Reproduce the following material line for line, with no changes.

-- BEGIN --

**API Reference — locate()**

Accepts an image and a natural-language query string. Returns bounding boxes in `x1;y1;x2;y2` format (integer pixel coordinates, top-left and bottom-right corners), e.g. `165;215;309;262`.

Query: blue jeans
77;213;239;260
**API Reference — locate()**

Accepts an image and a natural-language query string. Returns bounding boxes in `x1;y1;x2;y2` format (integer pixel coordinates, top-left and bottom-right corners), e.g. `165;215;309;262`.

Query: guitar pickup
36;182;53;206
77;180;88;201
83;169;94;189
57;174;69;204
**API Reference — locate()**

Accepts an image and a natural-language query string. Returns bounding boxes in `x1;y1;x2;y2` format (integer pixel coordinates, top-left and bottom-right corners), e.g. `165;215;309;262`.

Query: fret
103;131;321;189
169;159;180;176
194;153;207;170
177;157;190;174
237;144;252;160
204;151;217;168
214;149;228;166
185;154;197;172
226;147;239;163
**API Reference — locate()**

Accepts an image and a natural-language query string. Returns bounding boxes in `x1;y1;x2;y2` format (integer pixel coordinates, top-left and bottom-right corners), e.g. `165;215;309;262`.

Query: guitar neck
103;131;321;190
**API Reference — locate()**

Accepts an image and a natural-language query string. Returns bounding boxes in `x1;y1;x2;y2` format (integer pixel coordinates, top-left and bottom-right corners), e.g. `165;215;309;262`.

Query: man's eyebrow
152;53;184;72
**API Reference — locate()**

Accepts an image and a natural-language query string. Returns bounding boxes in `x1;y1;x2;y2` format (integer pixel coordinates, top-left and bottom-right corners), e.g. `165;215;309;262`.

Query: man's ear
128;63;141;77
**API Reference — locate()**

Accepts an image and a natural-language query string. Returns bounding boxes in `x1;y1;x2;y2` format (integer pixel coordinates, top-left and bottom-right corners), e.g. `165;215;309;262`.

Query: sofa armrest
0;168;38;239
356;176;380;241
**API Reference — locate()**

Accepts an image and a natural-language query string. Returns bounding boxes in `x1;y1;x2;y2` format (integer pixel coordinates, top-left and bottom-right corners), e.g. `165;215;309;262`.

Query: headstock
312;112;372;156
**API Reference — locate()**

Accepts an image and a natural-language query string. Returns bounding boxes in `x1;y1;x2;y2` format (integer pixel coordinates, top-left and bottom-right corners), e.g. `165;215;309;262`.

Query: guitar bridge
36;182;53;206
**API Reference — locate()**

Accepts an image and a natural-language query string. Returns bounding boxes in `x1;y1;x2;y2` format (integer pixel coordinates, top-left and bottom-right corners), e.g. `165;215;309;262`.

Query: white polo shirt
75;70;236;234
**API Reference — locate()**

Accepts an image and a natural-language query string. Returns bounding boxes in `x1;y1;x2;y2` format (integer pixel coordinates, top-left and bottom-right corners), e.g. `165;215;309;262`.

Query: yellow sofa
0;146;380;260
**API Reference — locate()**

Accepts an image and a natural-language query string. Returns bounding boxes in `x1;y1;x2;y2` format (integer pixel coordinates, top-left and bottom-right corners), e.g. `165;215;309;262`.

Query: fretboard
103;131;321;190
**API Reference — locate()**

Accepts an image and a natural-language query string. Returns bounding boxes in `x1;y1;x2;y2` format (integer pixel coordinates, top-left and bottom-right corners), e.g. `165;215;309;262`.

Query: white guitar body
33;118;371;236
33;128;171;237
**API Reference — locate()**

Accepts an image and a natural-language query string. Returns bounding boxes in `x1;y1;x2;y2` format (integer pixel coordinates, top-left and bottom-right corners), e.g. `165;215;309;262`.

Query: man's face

-- END --

→ **Problem solution**
**API Reference — locate()**

Accepts an image and a natural-language query string. Returns bounding boxes in `x1;y1;x2;y2` format (integer pixel coordinates, top-left and bottom-right corners), e.g. `165;215;309;262`.

Query: blue jeans
77;213;239;260
**API Reference — locate()**

Accepts an image and a natural-language query string. Returns bounding boxes in `x1;y1;x2;y2` format (integer pixel coordinates, top-left and bottom-right corners), e.g. `165;215;309;262`.

Query: guitar pickup
36;182;53;206
77;180;88;201
83;169;94;189
57;174;69;204
**API Reference — locate()**

Accepts an image and a natural-language query string. Returns bounding boxes in `x1;y1;x2;y2` format (integer pixel coordinates, top-left and bottom-right corners), e.g. `165;215;309;262`.

Query: fret
103;131;321;189
169;159;180;176
194;153;207;170
177;157;190;174
237;144;252;160
204;151;217;168
214;149;228;166
185;154;197;172
226;147;239;163
**API Reference — locate()**

Accepts an image and a natural-language query string. Returns bounding boxes in `x1;y1;x2;y2` format (integer pixel coordinates, top-left and bottom-right corners), e.g. `165;215;309;262`.

Query: guitar neck
103;131;321;190
**API Reference — locate()**

Accepts an image and a natural-language query string. Returns bounding boxes in `x1;y1;x2;y2` format (integer pixel coordinates, top-left and bottom-right corners), e.g. `165;215;309;262`.

Query: man's eyebrow
152;53;184;72
**API Reference — locate()**

Accepts an image and a natural-language query string. Returns bounding boxes in `x1;y1;x2;y2` format (integer pixel coordinates, top-left and bottom-right corners), e.g. `165;215;309;262`.

Query: man's ear
128;63;141;77
**API Reference — locate()**

Accepts an image and a natural-language query string. Returns bounding boxes in `x1;y1;x2;y2` format (integer pixel coordinates, top-left and bottom-right corners), e.g. `165;215;309;262`.

Query: sofa armrest
0;168;38;239
356;176;380;241
**API Reference — locate()**

Accepts an image and a natural-language query string. Returns bounding boxes in `x1;y1;x2;y2` format (integer pixel coordinates, top-left and bottom-right corners), e.g. `165;215;309;262`.

Query: headstock
312;112;372;156
**API Reference — locate()**

Accepts an image and a natural-language query string. Returns bounding boxes in `x1;y1;x2;y2` format (integer pixel coordinates, top-left and bottom-right corners), e.g. `165;215;309;262`.

Query: guitar bridge
36;182;53;206
**API Reference — locate()**

Accepts an image and a natural-language query string. Returns bounding boxes in `x1;y1;x2;y2` format (integer pixel coordinates, top-left and bottom-right corners), e.g. `165;215;309;262`.

Query: white polo shirt
75;70;236;234
**API Reference — locate()**

Accepts an image and a natural-language query string. Returns bounding boxes in `x1;y1;x2;y2` format (integer pixel coordinates, top-left and bottom-right corners), e.g. `165;215;309;262`.

Query: yellow sofa
0;146;380;260
**API Reference — locate()**

Accepts an image and a natural-language query string. Returns bounding boxes in `x1;y1;x2;y2` format (integer pixel coordinates, top-left and bottom-right corners), e.g. `165;215;309;262`.

Query: fretboard
103;131;321;190
**API Reference — locate()**

Accepts an image and a natural-language query string. Returns bounding boxes in `x1;y1;x2;y2` format (integer pixel coordinates, top-left and bottom-right corners), e.g. `165;215;309;262`.

Query: white guitar body
33;118;371;236
33;128;171;237
**API Reference — locate()**

Accepts an image and a natural-language query string. Returns bounding boxes in `x1;y1;x2;y2` format (integer pixel coordinates, top-left and bottom-right corners), e.g. `165;215;309;262`.

Query: man's face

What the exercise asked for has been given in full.